[Records provided start]
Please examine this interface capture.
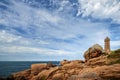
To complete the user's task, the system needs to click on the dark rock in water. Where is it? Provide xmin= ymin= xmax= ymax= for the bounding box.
xmin=4 ymin=48 xmax=120 ymax=80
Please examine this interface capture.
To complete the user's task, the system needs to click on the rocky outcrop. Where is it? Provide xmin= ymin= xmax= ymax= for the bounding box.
xmin=84 ymin=44 xmax=103 ymax=61
xmin=1 ymin=46 xmax=120 ymax=80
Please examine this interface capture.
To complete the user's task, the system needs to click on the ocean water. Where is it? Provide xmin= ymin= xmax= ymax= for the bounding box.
xmin=0 ymin=61 xmax=59 ymax=77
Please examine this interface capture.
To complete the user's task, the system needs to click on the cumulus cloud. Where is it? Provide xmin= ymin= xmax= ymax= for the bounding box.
xmin=0 ymin=0 xmax=118 ymax=60
xmin=77 ymin=0 xmax=120 ymax=24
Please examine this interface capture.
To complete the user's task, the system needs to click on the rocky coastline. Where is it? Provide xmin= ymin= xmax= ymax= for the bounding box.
xmin=0 ymin=44 xmax=120 ymax=80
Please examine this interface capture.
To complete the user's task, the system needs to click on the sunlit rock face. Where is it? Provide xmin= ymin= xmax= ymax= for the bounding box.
xmin=84 ymin=44 xmax=103 ymax=61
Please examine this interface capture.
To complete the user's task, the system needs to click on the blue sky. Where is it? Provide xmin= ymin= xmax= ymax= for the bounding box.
xmin=0 ymin=0 xmax=120 ymax=61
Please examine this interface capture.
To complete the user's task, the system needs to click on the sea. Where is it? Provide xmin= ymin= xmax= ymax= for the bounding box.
xmin=0 ymin=61 xmax=60 ymax=78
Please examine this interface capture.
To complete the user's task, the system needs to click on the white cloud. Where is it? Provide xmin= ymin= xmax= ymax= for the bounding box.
xmin=0 ymin=46 xmax=72 ymax=55
xmin=0 ymin=0 xmax=118 ymax=59
xmin=77 ymin=0 xmax=120 ymax=23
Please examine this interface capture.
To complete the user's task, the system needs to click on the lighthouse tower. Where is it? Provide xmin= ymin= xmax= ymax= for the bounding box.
xmin=104 ymin=37 xmax=110 ymax=54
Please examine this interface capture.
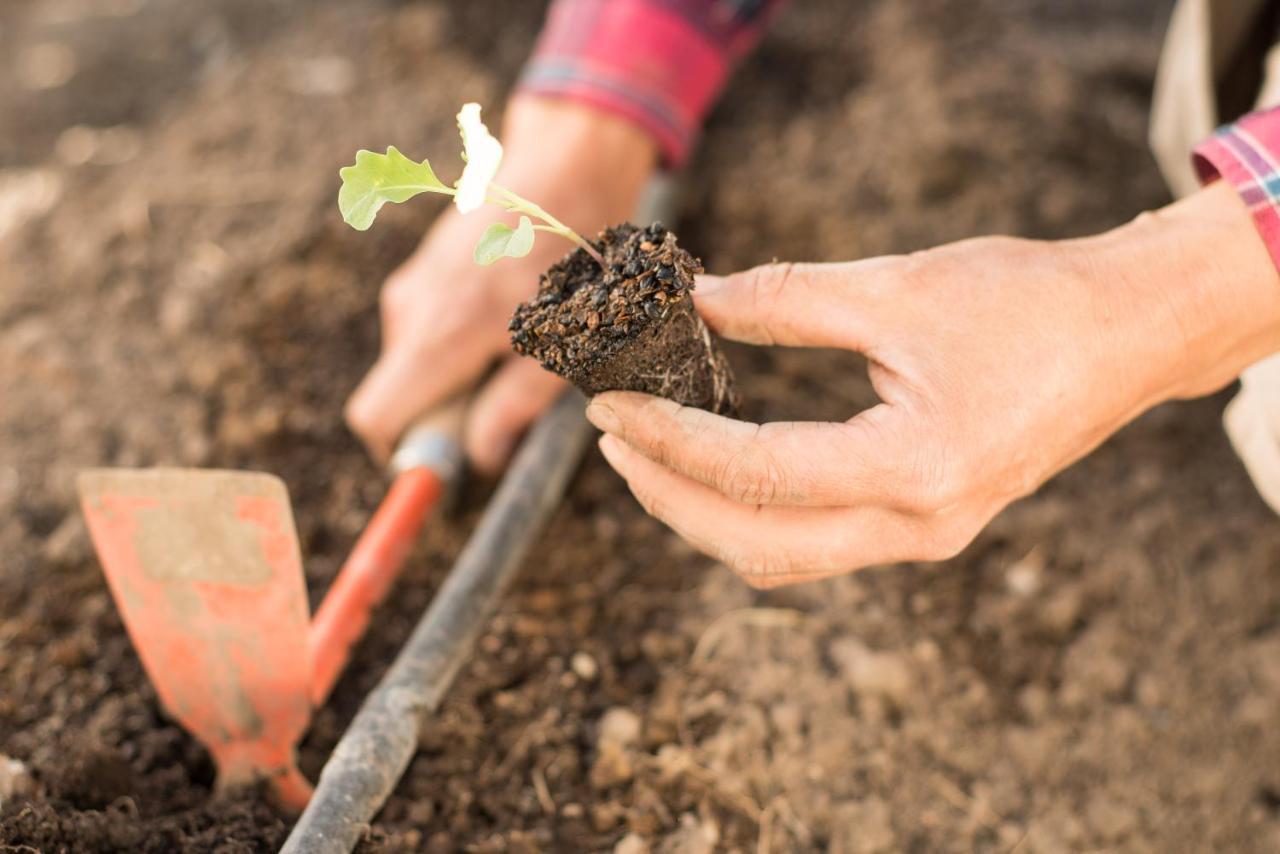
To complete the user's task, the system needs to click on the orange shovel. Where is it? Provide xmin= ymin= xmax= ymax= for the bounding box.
xmin=78 ymin=403 xmax=462 ymax=810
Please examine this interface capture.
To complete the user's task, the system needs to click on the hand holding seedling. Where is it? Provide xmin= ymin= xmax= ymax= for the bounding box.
xmin=588 ymin=186 xmax=1280 ymax=588
xmin=343 ymin=96 xmax=657 ymax=471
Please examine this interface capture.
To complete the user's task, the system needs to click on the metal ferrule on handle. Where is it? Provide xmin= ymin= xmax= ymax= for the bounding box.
xmin=280 ymin=392 xmax=590 ymax=854
xmin=307 ymin=399 xmax=465 ymax=705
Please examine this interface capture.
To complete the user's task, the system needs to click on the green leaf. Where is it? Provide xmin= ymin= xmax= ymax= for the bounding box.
xmin=338 ymin=146 xmax=453 ymax=232
xmin=475 ymin=216 xmax=534 ymax=266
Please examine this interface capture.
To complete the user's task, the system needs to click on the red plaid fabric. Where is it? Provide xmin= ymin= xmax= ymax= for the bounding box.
xmin=1193 ymin=108 xmax=1280 ymax=268
xmin=518 ymin=0 xmax=782 ymax=165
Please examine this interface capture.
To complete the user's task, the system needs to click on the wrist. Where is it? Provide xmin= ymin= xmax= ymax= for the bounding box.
xmin=498 ymin=95 xmax=658 ymax=234
xmin=1082 ymin=183 xmax=1280 ymax=405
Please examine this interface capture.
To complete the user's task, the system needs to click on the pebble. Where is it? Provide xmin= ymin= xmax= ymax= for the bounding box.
xmin=829 ymin=638 xmax=913 ymax=705
xmin=658 ymin=813 xmax=719 ymax=854
xmin=590 ymin=741 xmax=635 ymax=789
xmin=598 ymin=705 xmax=641 ymax=748
xmin=613 ymin=834 xmax=649 ymax=854
xmin=0 ymin=753 xmax=36 ymax=807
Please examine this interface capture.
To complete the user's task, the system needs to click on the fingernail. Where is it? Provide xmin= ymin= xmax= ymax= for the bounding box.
xmin=586 ymin=398 xmax=622 ymax=433
xmin=596 ymin=433 xmax=622 ymax=470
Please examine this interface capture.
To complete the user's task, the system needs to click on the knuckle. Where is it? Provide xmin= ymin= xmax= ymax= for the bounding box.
xmin=745 ymin=261 xmax=795 ymax=344
xmin=724 ymin=549 xmax=795 ymax=590
xmin=908 ymin=458 xmax=969 ymax=516
xmin=920 ymin=519 xmax=974 ymax=561
xmin=712 ymin=446 xmax=787 ymax=504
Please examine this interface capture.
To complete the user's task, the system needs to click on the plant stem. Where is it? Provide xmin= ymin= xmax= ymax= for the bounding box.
xmin=489 ymin=183 xmax=604 ymax=270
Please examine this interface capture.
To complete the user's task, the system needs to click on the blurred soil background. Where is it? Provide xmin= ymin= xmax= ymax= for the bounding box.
xmin=0 ymin=0 xmax=1280 ymax=854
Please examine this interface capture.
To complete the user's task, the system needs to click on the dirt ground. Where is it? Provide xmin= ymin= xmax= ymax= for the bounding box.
xmin=0 ymin=0 xmax=1280 ymax=854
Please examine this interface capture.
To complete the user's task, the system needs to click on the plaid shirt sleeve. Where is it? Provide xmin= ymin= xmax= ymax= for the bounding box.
xmin=1193 ymin=108 xmax=1280 ymax=268
xmin=518 ymin=0 xmax=783 ymax=165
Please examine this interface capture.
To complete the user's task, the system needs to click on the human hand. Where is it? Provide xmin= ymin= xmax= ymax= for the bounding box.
xmin=346 ymin=96 xmax=657 ymax=472
xmin=588 ymin=186 xmax=1280 ymax=588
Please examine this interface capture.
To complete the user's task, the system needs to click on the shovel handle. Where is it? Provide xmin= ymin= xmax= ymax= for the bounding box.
xmin=307 ymin=401 xmax=465 ymax=705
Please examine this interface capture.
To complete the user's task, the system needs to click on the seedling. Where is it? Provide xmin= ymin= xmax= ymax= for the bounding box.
xmin=338 ymin=104 xmax=740 ymax=414
xmin=338 ymin=104 xmax=604 ymax=268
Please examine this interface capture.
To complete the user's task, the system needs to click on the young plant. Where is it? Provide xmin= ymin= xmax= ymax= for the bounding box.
xmin=338 ymin=104 xmax=604 ymax=268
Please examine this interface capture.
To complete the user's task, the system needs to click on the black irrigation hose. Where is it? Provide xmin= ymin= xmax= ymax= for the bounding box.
xmin=280 ymin=392 xmax=590 ymax=854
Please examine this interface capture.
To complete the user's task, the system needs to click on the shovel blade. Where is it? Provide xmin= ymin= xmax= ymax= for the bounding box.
xmin=78 ymin=469 xmax=310 ymax=807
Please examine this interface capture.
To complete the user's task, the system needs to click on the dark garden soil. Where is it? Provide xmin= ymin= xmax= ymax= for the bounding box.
xmin=511 ymin=223 xmax=742 ymax=415
xmin=0 ymin=0 xmax=1280 ymax=853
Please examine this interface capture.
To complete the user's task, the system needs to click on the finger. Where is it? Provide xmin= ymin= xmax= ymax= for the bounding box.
xmin=466 ymin=359 xmax=564 ymax=474
xmin=600 ymin=435 xmax=919 ymax=588
xmin=344 ymin=335 xmax=492 ymax=462
xmin=586 ymin=392 xmax=911 ymax=506
xmin=694 ymin=259 xmax=893 ymax=350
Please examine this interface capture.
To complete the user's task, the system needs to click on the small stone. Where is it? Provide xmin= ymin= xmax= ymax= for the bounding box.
xmin=570 ymin=652 xmax=600 ymax=682
xmin=17 ymin=41 xmax=77 ymax=90
xmin=613 ymin=834 xmax=649 ymax=854
xmin=658 ymin=813 xmax=719 ymax=854
xmin=599 ymin=705 xmax=641 ymax=748
xmin=1005 ymin=548 xmax=1044 ymax=599
xmin=0 ymin=753 xmax=36 ymax=807
xmin=829 ymin=638 xmax=913 ymax=705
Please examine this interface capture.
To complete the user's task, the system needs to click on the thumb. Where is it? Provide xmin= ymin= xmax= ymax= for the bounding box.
xmin=694 ymin=262 xmax=868 ymax=350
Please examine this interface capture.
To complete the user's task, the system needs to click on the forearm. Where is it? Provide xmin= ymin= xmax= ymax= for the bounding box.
xmin=1076 ymin=182 xmax=1280 ymax=407
xmin=518 ymin=0 xmax=782 ymax=165
xmin=499 ymin=93 xmax=658 ymax=234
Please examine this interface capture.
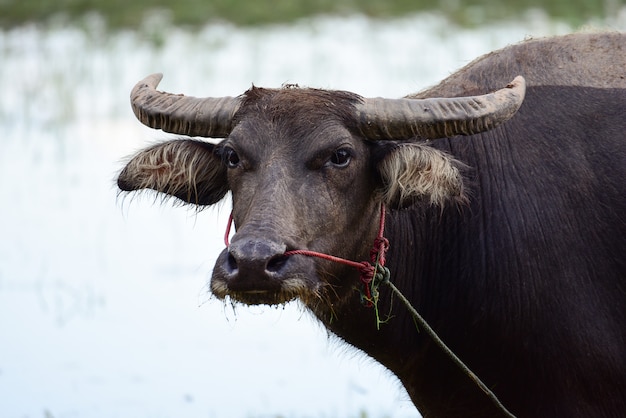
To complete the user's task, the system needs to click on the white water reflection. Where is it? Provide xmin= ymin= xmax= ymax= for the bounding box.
xmin=0 ymin=12 xmax=626 ymax=418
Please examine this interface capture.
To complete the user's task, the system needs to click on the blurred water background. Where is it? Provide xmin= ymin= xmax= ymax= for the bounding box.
xmin=0 ymin=0 xmax=626 ymax=418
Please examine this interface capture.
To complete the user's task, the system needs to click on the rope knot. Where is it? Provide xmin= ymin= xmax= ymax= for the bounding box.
xmin=370 ymin=236 xmax=389 ymax=266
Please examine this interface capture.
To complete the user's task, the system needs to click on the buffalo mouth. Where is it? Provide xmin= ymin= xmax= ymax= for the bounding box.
xmin=210 ymin=250 xmax=322 ymax=305
xmin=211 ymin=278 xmax=318 ymax=305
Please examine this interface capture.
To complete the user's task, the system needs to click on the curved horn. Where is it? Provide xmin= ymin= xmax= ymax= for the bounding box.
xmin=130 ymin=74 xmax=241 ymax=138
xmin=357 ymin=76 xmax=526 ymax=140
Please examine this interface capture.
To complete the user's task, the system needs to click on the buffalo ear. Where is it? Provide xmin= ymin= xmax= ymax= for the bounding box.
xmin=117 ymin=139 xmax=228 ymax=205
xmin=378 ymin=143 xmax=465 ymax=208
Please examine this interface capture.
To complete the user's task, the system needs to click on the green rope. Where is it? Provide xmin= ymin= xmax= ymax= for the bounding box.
xmin=382 ymin=276 xmax=515 ymax=418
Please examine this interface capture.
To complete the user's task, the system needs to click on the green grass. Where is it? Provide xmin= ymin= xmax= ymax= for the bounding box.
xmin=0 ymin=0 xmax=626 ymax=29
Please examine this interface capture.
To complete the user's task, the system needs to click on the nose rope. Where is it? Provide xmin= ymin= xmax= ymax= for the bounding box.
xmin=285 ymin=204 xmax=390 ymax=308
xmin=224 ymin=204 xmax=390 ymax=308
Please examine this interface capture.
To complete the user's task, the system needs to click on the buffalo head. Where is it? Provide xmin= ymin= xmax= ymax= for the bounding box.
xmin=118 ymin=74 xmax=525 ymax=312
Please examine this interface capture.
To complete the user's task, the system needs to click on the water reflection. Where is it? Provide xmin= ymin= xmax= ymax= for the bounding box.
xmin=0 ymin=12 xmax=626 ymax=418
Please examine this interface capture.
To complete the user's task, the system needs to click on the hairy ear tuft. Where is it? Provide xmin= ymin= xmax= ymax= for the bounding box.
xmin=378 ymin=143 xmax=465 ymax=207
xmin=117 ymin=139 xmax=228 ymax=205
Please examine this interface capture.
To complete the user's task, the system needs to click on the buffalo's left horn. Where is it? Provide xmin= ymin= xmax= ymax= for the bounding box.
xmin=357 ymin=76 xmax=526 ymax=140
xmin=130 ymin=74 xmax=240 ymax=138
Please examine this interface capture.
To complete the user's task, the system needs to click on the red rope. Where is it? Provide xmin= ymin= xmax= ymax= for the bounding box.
xmin=224 ymin=204 xmax=389 ymax=307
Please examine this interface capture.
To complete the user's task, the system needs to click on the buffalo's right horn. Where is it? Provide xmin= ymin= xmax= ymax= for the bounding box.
xmin=130 ymin=74 xmax=241 ymax=138
xmin=357 ymin=76 xmax=526 ymax=140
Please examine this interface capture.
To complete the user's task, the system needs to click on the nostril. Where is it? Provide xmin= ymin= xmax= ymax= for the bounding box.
xmin=226 ymin=253 xmax=237 ymax=272
xmin=266 ymin=254 xmax=288 ymax=273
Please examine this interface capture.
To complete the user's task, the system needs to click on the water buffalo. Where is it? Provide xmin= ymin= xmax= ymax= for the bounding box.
xmin=118 ymin=33 xmax=626 ymax=417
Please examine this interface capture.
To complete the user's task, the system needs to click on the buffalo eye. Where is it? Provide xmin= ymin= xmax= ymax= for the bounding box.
xmin=222 ymin=147 xmax=241 ymax=168
xmin=330 ymin=148 xmax=352 ymax=168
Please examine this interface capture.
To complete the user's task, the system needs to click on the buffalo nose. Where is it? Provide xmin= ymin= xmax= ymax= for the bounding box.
xmin=225 ymin=239 xmax=287 ymax=279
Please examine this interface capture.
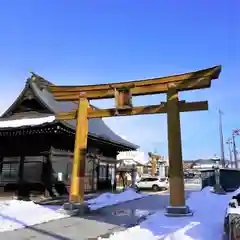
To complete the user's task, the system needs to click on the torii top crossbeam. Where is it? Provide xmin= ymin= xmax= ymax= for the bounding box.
xmin=49 ymin=66 xmax=221 ymax=101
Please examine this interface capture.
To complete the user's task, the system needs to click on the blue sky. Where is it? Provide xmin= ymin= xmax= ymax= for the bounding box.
xmin=0 ymin=0 xmax=240 ymax=159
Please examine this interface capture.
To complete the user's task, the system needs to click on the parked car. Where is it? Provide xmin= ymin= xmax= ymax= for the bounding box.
xmin=135 ymin=177 xmax=169 ymax=191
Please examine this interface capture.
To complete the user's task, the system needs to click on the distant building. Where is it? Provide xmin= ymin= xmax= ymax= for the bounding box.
xmin=183 ymin=158 xmax=220 ymax=170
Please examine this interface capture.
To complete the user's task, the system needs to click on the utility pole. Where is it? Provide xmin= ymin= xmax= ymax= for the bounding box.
xmin=226 ymin=138 xmax=233 ymax=168
xmin=218 ymin=109 xmax=225 ymax=167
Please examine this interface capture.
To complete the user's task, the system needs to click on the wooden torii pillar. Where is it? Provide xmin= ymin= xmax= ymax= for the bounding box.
xmin=49 ymin=66 xmax=221 ymax=216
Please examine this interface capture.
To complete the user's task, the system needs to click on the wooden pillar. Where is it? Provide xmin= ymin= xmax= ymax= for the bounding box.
xmin=18 ymin=155 xmax=25 ymax=200
xmin=69 ymin=97 xmax=88 ymax=203
xmin=167 ymin=89 xmax=185 ymax=207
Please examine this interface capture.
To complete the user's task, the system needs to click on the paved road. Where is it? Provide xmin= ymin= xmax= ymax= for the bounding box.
xmin=0 ymin=191 xmax=194 ymax=240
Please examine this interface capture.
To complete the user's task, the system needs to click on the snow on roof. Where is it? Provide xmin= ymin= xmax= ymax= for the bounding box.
xmin=0 ymin=116 xmax=55 ymax=128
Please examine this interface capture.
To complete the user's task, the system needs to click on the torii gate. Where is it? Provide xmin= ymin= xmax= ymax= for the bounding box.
xmin=49 ymin=66 xmax=221 ymax=215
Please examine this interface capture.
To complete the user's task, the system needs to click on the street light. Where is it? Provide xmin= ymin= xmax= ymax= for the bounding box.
xmin=226 ymin=138 xmax=233 ymax=168
xmin=232 ymin=129 xmax=240 ymax=168
xmin=213 ymin=161 xmax=226 ymax=194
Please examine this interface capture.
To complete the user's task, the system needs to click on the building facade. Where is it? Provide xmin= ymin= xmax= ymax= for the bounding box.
xmin=0 ymin=74 xmax=138 ymax=195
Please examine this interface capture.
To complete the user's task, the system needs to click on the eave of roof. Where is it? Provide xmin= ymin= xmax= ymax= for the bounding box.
xmin=1 ymin=75 xmax=139 ymax=150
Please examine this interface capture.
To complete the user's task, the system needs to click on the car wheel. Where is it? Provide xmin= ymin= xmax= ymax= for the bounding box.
xmin=152 ymin=185 xmax=160 ymax=192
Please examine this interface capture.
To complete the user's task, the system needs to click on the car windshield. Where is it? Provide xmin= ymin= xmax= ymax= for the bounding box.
xmin=159 ymin=178 xmax=167 ymax=182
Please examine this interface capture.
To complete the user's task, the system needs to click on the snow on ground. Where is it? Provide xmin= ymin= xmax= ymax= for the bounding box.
[Records provided end]
- _What you need to do_
Show each line of the listing above that contains the word "rocky", copied in full.

- _Correct response_
To complete the user's task, the system needs to click on the rocky outcrop. Where is it? Provide xmin= ymin= xmax= ymax= for the bounding box.
To complete the user's task, the system needs to click on the rocky coastline. Where is it? Provide xmin= ymin= xmax= ymax= for the bounding box.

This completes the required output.